#### Document segment:
-- begin --
In the Source field, enter the name of the string field where the value should be submitted to the model for encoding. If the field is blank or does not exist, this stage is not processed. Template expressions are supported.
In the Destination field, enter the name of the field where the vector value from the model response is saved.

If a value is entered in this field, the following information is added to the document:

{Destination Field} is the vector field.
{Destination Field}_b is the boolean value if the vector has been indexed.

In the Use Case Configuration section, click the + sign to enter the parameter name and value to send to Lucidworks AI. The useCaseConfig parameter that is common to embedding use cases is dataType, but each use case may have other parameters. The value for the query stage is query.
Optionally, you can use the Model Configuration section for any additional parameters you want to send to Lucidworks AI. Several modelConfig parameters are common to generative AI use cases. For more information, see Prediction API.
Select the Fail on Error checkbox to generate an exception if an error occurs while generating a prediction for a document.
Click Save.
Index data using the new pipeline. Verify the vector field is indexed by confirming the field is present in documents.

For reference information, see Lucidworks AI Vectorize Field.

Configure the LWAI Vectorize Query stage

To vectorize the query in the query pipeline:

Sign in to Fusion and click Querying > Query Pipelines.
Select the pipeline you want to use.
Click Add a new pipeline stage.
Click LWAI Vectorize Query.
In the Label field, enter a unique identifier for this stage.
In the Condition field, enter a script that results in true or false, which determines if the stage should process.
Select Asynchronous Execution Config if you want to run this stage asynchronously. If this field is enabled, complete the following fields:
1. Select Enable Async Execution. Fusion automatically assigns an Async ID value to this stage. Change this to a more memorable string that describes the asynchronous stages you are merging, such as signals or access_control.
-- end --
Print the Lucidworks AI vectorize stage instructions above word for word, from start to finish.

#### Extracted information:
-- begin --
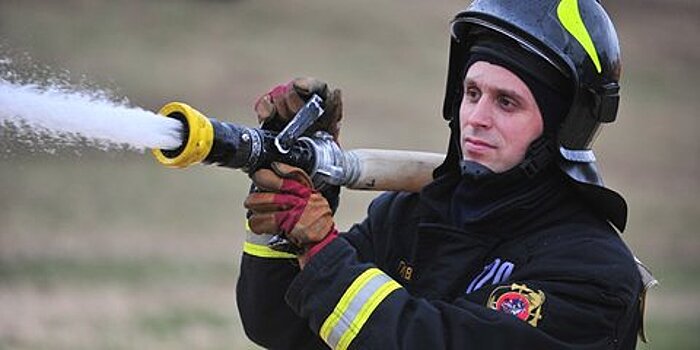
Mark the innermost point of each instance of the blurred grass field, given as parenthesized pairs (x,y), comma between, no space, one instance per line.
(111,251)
-- end --
-- begin --
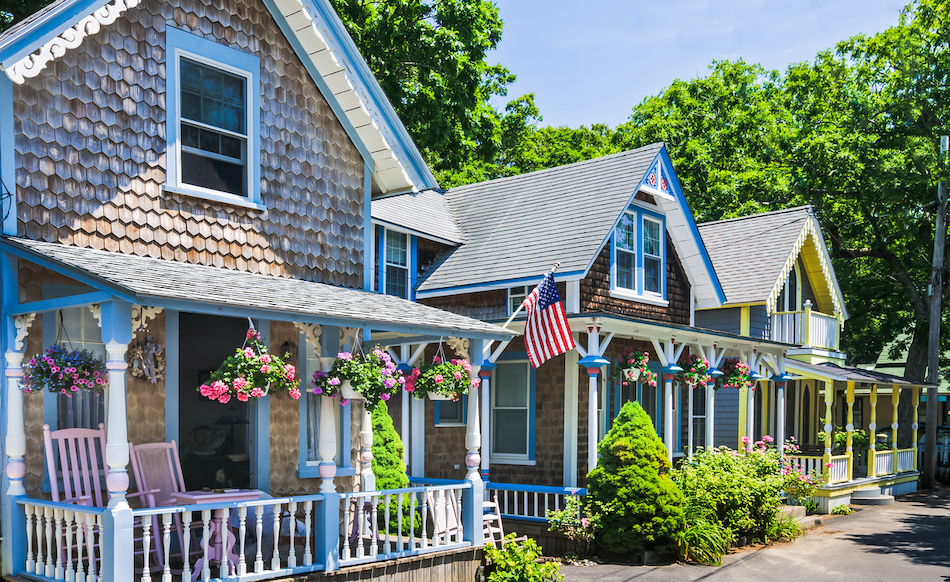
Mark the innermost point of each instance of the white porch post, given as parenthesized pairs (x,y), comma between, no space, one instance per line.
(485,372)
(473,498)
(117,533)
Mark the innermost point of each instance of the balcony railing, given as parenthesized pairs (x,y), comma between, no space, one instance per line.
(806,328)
-- end --
-- begin --
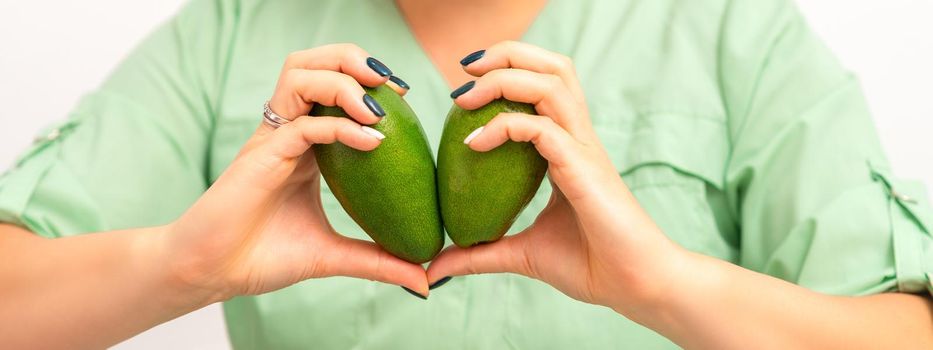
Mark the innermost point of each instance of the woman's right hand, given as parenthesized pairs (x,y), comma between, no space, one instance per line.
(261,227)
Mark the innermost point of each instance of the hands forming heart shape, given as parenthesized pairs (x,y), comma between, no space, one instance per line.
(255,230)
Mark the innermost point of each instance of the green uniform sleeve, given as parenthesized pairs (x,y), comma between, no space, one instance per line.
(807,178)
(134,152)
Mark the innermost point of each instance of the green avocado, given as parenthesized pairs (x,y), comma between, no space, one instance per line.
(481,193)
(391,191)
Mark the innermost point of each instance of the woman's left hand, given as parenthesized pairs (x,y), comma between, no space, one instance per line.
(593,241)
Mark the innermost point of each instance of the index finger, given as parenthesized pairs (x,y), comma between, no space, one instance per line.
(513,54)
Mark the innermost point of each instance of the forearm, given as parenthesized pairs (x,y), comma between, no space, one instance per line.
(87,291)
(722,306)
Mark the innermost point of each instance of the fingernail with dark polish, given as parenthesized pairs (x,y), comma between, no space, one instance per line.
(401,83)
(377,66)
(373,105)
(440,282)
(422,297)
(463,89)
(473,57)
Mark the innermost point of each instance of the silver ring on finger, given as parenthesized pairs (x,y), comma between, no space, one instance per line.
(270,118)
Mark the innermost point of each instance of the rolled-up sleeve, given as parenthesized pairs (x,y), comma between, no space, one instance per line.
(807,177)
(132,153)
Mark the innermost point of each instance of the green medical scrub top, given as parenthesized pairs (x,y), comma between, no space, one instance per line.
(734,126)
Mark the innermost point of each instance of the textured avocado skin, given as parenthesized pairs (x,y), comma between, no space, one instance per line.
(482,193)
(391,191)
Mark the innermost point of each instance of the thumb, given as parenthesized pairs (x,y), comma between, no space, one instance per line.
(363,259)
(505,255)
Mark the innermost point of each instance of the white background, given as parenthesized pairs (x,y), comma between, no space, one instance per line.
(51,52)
-- end --
#### Output below:
In the Source field, enter the name of the string field where the value should be submitted to the model for encoding. If the field is blank or does not exist, this stage is not processed. Template expressions are supported.
In the Destination field, enter the name of the field where the vector value from the model response is saved.

If a value is entered in this field, the following information is added to the document:

{Destination Field} is the vector field.
{Destination Field}_b is the boolean value if the vector has been indexed.

In the Use Case Configuration section, click the + sign to enter the parameter name and value to send to Lucidworks AI. The useCaseConfig parameter that is common to embedding use cases is dataType, but each use case may have other parameters. The value for the query stage is query.
Optionally, you can use the Model Configuration section for any additional parameters you want to send to Lucidworks AI. Several modelConfig parameters are common to generative AI use cases. For more information, see Prediction API.
Select the Fail on Error checkbox to generate an exception if an error occurs while generating a prediction for a document.
Click Save.
Index data using the new pipeline. Verify the vector field is indexed by confirming the field is present in documents.

For reference information, see Lucidworks AI Vectorize Field.

Configure the LWAI Vectorize Query stage

To vectorize the query in the query pipeline:

Sign in to Fusion and click Querying > Query Pipelines.
Select the pipeline you want to use.
Click Add a new pipeline stage.
Click LWAI Vectorize Query.
In the Label field, enter a unique identifier for this stage.
In the Condition field, enter a script that results in true or false, which determines if the stage should process.
Select Asynchronous Execution Config if you want to run this stage asynchronously. If this field is enabled, complete the following fields:
1. Select Enable Async Execution. Fusion automatically assigns an Async ID value to this stage. Change this to a more memorable string that describes the asynchronous stages you are merging, such as signals or access_control.